- [Exercise tasks]:
1/ From the forum thread about the film's boat, copy the passage between "# MGB type used" and "im not sure.", inclusive.
2/ Using the forum thread about the film's boat, explain in one to three sentences how the Polish boat S 10 came to be a private vessel before it appeared in the film.

- [Text block]:
━━━━━━━━

# MGB type used in "The ship that died of shame"



## paullad1984 (Jun 6, 2008)

Wondering what type of MGB they used in the ship that died of shame, looks like a Fairmile D to me, but im not sure.


----------



## Boatman25 (May 17, 2010)

It was Polish MTB S 10 , keeping her original petrol engines, went to Cornwall after the war and was
converted to a private motor yacht, ‘mv Taifun’, at Falmouth Boat Construction, and
subsequently used in the 1955 film, ‘The Ship that Died of Shame’, originally a short
story by Nicholas Monsarrat. The film starred George Baker, Richard Attenborough,
Bill Owen and Virginia McKenna.
In the film, she was MGB 1087 ‘after the war’. Three different boats were in fact used
in the filming, S-10, MTB 528 and MTB ‘Gay Dragoon’.

━━━━━━━━

- [Information shown]:

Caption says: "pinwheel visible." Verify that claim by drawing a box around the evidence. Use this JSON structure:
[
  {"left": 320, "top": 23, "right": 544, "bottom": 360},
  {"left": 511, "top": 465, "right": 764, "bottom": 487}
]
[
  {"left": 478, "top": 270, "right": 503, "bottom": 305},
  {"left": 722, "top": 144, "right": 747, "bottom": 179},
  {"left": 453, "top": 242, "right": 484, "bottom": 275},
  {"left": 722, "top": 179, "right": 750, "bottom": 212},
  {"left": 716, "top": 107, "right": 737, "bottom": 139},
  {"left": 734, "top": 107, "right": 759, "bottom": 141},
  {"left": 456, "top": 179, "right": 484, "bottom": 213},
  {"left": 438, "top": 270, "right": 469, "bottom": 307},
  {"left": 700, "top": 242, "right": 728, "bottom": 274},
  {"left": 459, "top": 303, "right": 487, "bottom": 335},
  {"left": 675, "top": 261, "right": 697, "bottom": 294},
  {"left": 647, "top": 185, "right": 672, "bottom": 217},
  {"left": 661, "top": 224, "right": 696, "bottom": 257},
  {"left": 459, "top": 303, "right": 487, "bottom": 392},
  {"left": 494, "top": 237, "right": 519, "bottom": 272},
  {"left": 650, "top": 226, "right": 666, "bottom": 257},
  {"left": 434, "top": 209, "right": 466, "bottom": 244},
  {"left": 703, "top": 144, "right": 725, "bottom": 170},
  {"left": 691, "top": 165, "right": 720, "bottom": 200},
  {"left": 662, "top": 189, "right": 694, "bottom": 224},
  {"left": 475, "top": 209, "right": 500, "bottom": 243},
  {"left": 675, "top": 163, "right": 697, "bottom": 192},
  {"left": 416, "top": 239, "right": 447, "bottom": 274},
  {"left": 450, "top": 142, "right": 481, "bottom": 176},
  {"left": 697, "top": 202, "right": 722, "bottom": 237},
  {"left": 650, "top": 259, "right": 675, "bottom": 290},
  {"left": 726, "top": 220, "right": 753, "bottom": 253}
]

━━━━━━━━

- [Expected responses]:
1/
# MGB type used in "The ship that died of shame"



## paullad1984 (Jun 6, 2008)

Wondering what type of MGB they used in the ship that died of shame, looks like a Fairmile D to me, but im not sure.

2/ After the war, S 10 went to Cornwall, where Falmouth Boat Construction converted it into a private motor yacht named mv Taifun, keeping its original petrol engines. It was then used in the 1955 film "The Ship that Died of Shame," in which it played MGB 1087.